Exercise instructions -
(a) In the account of the 1919 Michigan Event, why did L. L. Hamilton hear only a jar rather than a very loud sound, and what made him try to get out of his car?
(b) Where did Hobbs conclude that most of the meteor exploded, according to the account of the 1919 Michigan Event?
(c) Give every color that the Coast Guard report in the account of the 1919 Michigan Event names for the pieces the meteor burst into.

The 1919 Michigan Event refers to a possible meteor air burst on the evening of November 26, 1919, over far northern Indiana and southern Michigan in the United States.

==Overview==
Shortly before 8:00 pm (local time) on November 26, 1919, dozens of eyewitnesses throughout northern Indiana and southern Michigan reported seeing a "brilliant meteor" traveling westward toward Lake Michigan; the meteor was widely reported as both extremely colorful and producing audible sounds. The meteor was also sighted in more distant locations, including Newberry, Michigan, within the state's Upper Peninsula, Lucknow, Ontario, and across Lake Michigan in Milwaukee, Wisconsin. The shockwave from the meteor created earthquake-like tremors which caused damage to telephone lines, telegraph lines, and electrical infrastructure.

==Selected eyewitness reports==

William Herbert Hobbs recorded this account from Leroy Milhan, from Centreville, Michigan:

"Very bright-yellowish light suffused the clouds and seemingly every particle of cold, misty rain that was falling. The road, trees, houses, and even ourselves were bathed in a blinding phosphorescent-like glow which had its center in a bright streak in the sky above us. It passed over us toward the west. Immediately came a muffled report or jar that shook houses and the very earth like an earthquake."

Coast Guard stations on the eastern shoreline of Lake Michigan reported the following:

"A brilliant meteor was scene by watchmen at the Coast Guard stations at Ludington and Point Sable at 7:45 P.M. on the twenty-sixth. It was first seen almost overhead, whence it moved to the south, leaving a trail of blue. When near the southern horizon, and apparently along the lake shore, it burst like a sky-rocket into many pieces, which were colored blue, red, green, and yellow and otherwise, and fell to the ground. A swishing was heard as the meteor passed through the air; no explosion and no shock were felt."

Hobbs recorded this account from L. L. Hamilton from Decatur, Michigan, who was driving west of Dowagiac, Michigan:

"I was frightened by a white light touched with green and by flashes that were at least ten or fifteen seconds displayed. A big ball of fire which looked as big as a balloon disappeared in the woods in front of me. When this occurred, I pulled up on the clutch, and stopped. It seemed as thought I was stunned and could not stir. I did not hear a very loud sound – only a jar – as my engine was running. I regained my senses, the light disappeared, and I resumed my journey. I could not see anything in the woods, but noticed an odor like sulphur burning...all was lighted up like day in the direction of the woods for a few seconds, and feeling sure my machine was on fire, I made an attempt to get out and see."

==Impact Location==
Newspaper accounts in the following days widely quoted a Grand Haven, Michigan lighthouse keeper, who claimed that the meteor impacted Lake Michigan. A subsequent analysis by geologist William Herbert Hobbs, published by the Michigan Academy of Science, Arts, and Letters, suggested that these reports may have been exaggerated. Hobbs interviewed witnesses throughout Michigan and northern Indiana and determined that the majority of the meteor likely exploded in the air near Pokagon, Michigan. While Hobbs was initially optimistic about finding fragments of the meteor based on his analysis of its flight path, none were ever located.

Extracted entries -
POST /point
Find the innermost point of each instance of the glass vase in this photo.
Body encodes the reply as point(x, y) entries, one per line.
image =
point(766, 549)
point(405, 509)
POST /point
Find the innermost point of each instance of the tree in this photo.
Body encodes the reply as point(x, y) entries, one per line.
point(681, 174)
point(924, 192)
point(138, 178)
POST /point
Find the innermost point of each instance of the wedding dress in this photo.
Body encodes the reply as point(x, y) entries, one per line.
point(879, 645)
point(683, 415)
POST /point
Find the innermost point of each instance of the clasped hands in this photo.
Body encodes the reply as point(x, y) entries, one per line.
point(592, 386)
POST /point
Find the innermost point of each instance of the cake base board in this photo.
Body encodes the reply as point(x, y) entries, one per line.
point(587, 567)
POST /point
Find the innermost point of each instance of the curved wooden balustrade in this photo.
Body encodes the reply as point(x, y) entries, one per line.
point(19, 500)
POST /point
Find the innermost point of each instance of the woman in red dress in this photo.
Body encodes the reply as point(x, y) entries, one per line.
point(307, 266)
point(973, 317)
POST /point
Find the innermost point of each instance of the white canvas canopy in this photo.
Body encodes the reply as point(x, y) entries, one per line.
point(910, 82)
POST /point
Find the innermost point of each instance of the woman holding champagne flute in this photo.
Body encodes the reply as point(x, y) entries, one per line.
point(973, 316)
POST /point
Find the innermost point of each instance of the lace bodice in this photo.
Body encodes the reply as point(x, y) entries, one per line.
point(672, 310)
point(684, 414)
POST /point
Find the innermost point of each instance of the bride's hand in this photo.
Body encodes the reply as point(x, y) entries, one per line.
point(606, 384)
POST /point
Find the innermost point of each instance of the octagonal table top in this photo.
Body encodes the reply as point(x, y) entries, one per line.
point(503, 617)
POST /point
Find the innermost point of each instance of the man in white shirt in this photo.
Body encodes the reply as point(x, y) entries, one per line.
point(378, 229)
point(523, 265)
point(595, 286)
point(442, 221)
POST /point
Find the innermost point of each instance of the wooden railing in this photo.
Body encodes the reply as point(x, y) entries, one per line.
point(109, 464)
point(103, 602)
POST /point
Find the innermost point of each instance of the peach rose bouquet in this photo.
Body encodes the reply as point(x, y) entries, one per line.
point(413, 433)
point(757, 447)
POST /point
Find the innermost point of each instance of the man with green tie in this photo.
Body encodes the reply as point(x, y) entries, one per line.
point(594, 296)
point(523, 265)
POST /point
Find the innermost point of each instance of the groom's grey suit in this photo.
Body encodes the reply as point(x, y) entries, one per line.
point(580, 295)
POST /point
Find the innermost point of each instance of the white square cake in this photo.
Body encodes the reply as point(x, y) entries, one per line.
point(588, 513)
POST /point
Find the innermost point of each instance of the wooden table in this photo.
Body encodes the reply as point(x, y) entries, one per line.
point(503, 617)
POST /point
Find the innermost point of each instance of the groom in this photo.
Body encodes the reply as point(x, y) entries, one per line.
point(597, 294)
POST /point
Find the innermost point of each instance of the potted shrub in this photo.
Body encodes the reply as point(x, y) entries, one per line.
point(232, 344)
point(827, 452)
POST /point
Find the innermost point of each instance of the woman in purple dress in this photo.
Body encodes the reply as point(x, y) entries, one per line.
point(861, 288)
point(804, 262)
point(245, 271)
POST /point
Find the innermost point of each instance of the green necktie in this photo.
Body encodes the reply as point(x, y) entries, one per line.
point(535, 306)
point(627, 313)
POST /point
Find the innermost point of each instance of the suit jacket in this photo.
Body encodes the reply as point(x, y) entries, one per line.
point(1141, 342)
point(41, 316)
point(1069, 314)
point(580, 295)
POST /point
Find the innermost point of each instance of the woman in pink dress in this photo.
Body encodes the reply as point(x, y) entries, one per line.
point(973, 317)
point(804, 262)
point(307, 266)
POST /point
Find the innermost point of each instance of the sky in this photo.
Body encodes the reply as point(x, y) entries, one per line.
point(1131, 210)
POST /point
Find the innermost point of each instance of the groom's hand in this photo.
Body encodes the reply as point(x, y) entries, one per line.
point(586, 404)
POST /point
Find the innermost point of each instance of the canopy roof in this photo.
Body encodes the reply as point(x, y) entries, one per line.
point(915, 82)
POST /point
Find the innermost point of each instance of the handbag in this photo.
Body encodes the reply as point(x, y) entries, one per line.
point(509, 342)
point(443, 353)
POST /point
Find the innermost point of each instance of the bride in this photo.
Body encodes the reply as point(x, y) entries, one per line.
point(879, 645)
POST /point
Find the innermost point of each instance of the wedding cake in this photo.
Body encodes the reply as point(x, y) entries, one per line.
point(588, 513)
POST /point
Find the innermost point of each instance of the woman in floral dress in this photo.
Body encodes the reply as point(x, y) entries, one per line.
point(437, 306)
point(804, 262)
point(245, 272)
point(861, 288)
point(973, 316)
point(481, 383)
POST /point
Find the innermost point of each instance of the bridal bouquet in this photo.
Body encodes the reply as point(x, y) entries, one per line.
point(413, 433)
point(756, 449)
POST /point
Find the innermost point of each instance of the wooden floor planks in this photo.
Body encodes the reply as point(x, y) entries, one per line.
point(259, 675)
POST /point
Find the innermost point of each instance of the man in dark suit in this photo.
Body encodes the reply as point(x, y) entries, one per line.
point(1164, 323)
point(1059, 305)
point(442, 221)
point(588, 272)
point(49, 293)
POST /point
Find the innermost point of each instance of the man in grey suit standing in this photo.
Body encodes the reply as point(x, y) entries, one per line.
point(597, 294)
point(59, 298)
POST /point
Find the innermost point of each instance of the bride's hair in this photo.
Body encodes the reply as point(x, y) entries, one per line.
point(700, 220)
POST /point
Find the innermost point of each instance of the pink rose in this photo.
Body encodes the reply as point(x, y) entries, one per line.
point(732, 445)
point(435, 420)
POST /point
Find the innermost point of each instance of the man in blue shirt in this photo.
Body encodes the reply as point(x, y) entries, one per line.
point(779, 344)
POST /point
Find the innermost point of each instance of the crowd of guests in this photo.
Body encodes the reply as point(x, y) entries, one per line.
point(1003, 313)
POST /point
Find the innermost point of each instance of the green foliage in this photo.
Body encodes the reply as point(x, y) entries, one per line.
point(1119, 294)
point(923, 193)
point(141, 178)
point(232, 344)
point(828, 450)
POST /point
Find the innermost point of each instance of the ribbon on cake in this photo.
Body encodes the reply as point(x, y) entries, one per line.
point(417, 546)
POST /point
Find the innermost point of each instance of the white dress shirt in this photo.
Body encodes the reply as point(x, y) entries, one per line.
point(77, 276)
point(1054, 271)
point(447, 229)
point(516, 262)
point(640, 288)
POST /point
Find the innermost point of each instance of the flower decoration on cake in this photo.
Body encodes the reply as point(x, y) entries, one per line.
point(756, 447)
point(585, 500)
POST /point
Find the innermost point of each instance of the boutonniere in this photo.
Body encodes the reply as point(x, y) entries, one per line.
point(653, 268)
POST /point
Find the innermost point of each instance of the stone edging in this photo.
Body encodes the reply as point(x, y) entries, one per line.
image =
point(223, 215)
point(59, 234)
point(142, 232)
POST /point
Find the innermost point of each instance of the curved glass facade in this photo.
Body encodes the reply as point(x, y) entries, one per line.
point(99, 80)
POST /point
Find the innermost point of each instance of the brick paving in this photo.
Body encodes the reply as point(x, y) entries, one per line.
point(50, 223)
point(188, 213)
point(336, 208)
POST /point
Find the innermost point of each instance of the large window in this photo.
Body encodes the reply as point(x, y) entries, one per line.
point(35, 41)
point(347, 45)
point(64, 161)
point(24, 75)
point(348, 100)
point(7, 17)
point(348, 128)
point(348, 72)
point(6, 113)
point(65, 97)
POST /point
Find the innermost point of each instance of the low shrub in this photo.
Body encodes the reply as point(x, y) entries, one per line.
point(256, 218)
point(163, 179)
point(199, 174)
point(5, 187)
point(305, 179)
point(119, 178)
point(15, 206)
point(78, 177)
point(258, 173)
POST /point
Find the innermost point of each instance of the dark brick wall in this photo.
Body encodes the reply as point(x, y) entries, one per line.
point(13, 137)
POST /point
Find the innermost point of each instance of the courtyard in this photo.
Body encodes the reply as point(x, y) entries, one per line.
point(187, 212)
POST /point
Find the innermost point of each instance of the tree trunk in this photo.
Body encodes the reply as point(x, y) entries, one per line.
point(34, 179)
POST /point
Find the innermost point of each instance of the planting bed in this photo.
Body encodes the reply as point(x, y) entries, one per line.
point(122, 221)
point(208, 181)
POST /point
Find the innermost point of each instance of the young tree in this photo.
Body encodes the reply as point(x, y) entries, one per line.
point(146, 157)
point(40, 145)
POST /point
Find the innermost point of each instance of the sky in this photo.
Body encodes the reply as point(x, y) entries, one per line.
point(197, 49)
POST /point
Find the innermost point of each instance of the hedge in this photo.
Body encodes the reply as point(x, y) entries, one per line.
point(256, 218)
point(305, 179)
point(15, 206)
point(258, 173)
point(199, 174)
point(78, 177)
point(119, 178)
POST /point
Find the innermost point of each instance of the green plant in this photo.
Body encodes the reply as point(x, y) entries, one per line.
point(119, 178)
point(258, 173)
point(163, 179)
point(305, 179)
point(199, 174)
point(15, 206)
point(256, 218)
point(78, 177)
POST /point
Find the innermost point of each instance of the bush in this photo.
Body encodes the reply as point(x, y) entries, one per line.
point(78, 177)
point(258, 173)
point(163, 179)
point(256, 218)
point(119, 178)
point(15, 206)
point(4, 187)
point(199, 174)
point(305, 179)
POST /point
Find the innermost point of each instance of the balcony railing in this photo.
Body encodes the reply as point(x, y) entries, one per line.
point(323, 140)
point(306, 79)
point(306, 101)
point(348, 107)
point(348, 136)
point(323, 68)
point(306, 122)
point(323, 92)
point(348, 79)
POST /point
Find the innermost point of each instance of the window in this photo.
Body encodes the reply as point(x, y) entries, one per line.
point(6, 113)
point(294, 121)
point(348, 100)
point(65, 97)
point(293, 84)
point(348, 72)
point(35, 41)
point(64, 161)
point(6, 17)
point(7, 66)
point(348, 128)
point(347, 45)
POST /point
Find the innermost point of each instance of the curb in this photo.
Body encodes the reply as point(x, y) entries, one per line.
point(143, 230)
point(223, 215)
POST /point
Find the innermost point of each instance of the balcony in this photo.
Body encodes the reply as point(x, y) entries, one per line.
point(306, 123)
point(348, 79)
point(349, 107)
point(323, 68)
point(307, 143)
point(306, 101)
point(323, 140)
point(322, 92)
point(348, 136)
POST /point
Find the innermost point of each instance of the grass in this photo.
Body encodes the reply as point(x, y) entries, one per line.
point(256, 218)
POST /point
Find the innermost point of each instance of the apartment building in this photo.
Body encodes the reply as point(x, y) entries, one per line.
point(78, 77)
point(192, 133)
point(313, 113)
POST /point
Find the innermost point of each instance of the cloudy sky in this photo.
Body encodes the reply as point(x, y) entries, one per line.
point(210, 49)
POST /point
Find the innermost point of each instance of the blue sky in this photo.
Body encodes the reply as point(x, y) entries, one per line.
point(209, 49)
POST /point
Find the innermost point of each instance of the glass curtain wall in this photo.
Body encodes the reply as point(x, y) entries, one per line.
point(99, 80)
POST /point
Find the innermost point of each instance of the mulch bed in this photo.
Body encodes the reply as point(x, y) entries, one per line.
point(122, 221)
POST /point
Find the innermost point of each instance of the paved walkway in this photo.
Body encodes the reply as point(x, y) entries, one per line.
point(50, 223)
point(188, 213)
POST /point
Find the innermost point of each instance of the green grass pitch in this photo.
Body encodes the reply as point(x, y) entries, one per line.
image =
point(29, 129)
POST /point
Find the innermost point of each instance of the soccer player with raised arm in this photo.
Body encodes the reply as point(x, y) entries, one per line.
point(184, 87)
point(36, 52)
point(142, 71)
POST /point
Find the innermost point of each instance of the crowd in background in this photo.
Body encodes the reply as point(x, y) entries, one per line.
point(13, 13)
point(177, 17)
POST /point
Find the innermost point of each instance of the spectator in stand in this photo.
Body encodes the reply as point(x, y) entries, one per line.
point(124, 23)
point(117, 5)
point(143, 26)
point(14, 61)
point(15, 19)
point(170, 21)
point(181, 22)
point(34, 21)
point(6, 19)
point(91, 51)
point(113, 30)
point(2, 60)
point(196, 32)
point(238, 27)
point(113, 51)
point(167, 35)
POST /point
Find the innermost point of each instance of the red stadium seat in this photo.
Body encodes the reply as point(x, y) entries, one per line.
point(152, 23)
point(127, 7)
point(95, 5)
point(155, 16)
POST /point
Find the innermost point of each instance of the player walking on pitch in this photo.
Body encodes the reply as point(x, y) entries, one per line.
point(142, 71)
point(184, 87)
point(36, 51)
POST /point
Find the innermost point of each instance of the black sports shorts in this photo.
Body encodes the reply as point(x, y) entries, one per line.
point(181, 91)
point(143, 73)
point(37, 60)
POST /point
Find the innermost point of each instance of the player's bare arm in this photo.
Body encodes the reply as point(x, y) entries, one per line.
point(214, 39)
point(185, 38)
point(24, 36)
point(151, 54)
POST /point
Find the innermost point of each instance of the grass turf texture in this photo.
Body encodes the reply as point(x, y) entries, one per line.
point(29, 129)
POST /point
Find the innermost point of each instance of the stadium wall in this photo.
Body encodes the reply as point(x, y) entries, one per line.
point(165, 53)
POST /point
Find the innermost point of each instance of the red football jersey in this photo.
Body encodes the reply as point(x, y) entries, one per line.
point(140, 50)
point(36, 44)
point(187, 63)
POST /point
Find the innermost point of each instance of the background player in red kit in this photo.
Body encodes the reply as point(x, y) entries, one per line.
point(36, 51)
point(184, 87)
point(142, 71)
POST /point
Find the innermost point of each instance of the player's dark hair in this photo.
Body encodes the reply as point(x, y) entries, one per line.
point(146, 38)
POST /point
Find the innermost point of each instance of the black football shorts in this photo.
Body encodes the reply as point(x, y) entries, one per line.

Solutions to the problems -
(a) He heard only a jar because his engine was running. He tried to get out because everything toward the woods was lit up like day for a few seconds, and he felt sure his machine was on fire.

(b) Most of the meteor likely exploded in the air near Pokagon, Michigan.

(c) Blue, red, green, and yellow.